Directions -
a: In the article about Catherine Dulac's prize, how much money does each winner of the 2021 Breakthrough Prize receive?
b: Repeat everything in the article on Catherine Dulac's prize from "Harvard scientist wins" down to "mammals like humans.".
c: Write the next part of the article about Catherine Dulac's prize, starting after its final sentence.

Start of Selected passage

Established in 2020 Wednesday, April 17, 2024


Harvard scientist wins $3 mn prize for work on parenting instinct
Molecular biologist Catherine Dulac. Image courtesy of Department of Molecular and Cellular Biology, Harvard University.

by Ivan Couronne



WASHINGTON, DC (AFP).- Harvard neurobiologist Catherine Dulac had always been fascinated by the parenting urge that is hard-wired into brains across the animal kingdom.

The 57-year-old Frenchwoman was on Thursday honored for her work uncovering the neural circuitry in the mouse brain responsible for this instinct, laying the foundation for further investigation into other mammals like humans.

She was one of seven scientists from the life sciences, mathematics and fundamental physics to receive the 2021 Breakthrough Prize, founded by Silicon Valley luminaries to recognize groundbreaking discoveries.

Each winner receives $3 million, or three times the amount given by the Nobel Prize.

Dulac, a professor at Harvard who also works at the Howard Hughes Medical Institute, was investigating why female mice instinctively nurture mice pups, while male mice tend to attack them, depending on the circumstances (this behavior is typically seen in virgin males).

What Dulac showed was that the neural circuits responsible for these behaviors are present in both sexes. Hormonal changes can flip the switch -- but in either direction.

That's why previously infanticidal males lovingly tend to their offspring when they become fathers, or why, under the right stressors, a mother mouse can kill her own children.

"We think what we have found can extend to other species" including humans, Dulac told AFP.

"This is an instinct, and instinct is a function of these neurons, which are, I bet, in the brains of all mammals, and tell the animal, when they are in the presence of newborns, 'You have to take care of them,'" added the scientist, who moved to the US from France 25 years ago.

Human gender applicability
Dulac is keen to emphasize her work is specific to mice.

However, it is also fundamental research and therefore is of obvious interest for people working on transgender issues since, as the professor says, "male" and "female" wiring exists in everyone (at least in mice!).

End of Selected passage
Start of Exercise data

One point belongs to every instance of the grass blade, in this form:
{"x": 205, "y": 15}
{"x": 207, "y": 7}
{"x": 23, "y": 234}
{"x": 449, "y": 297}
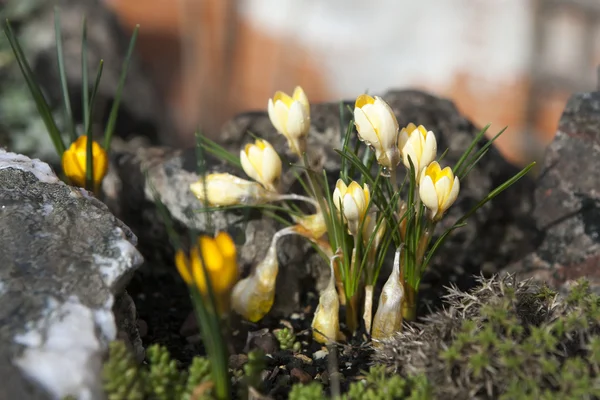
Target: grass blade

End of Exercise data

Written responses -
a: $3 million, three times the amount given by the Nobel Prize.

b:
Harvard scientist wins $3 mn prize for work on parenting instinct
Molecular biologist Catherine Dulac. Image courtesy of Department of Molecular and Cellular Biology, Harvard University.

by Ivan Couronne



WASHINGTON, DC (AFP).- Harvard neurobiologist Catherine Dulac had always been fascinated by the parenting urge that is hard-wired into brains across the animal kingdom.

The 57-year-old Frenchwoman was on Thursday honored for her work uncovering the neural circuitry in the mouse brain responsible for this instinct, laying the foundation for further investigation into other mammals like humans.

c:
Families and allies of transgender people reach out to her often to thank her.

"I'm a scientist, I look at data, I'm neutral," Dulac says, but admits "It really touches me."

"That's when I say, 'I've been useful.'"

As for the prize money, she says that she will give part of it to causes related to the health and education of women and disadvantaged populations.

Originally from Montpellier in the south of France, Dulac studied at the prestigious Ecole Normale Superieure in Paris before leaving for the US after her doctorate.

She had originally intended to return, "but my post-doc had gone very well, and I had the opportunity to have my own lab in the US, and I wouldn't have had my own lab in France."

"There, I would have faced a really paternalistic setting, where people would say things like 'Oh you're much too young to have your own budget, you don't have enough experience to be independent'," she said.

Dulac therefore chose Harvard and has made her life there ever since, ultimately obtaining dual nationality.

She believes that, when it comes to promoting gender equality, the United States is years ahead of France.

That said, she still finds that male colleagues she meets at conferences routinely underestimate and patronize her.

"It's annoying, it's like, 'You don't expect me to have something interesting to say?'" said the professor, sighing at what could be the hard-wired instinct of some men in academia.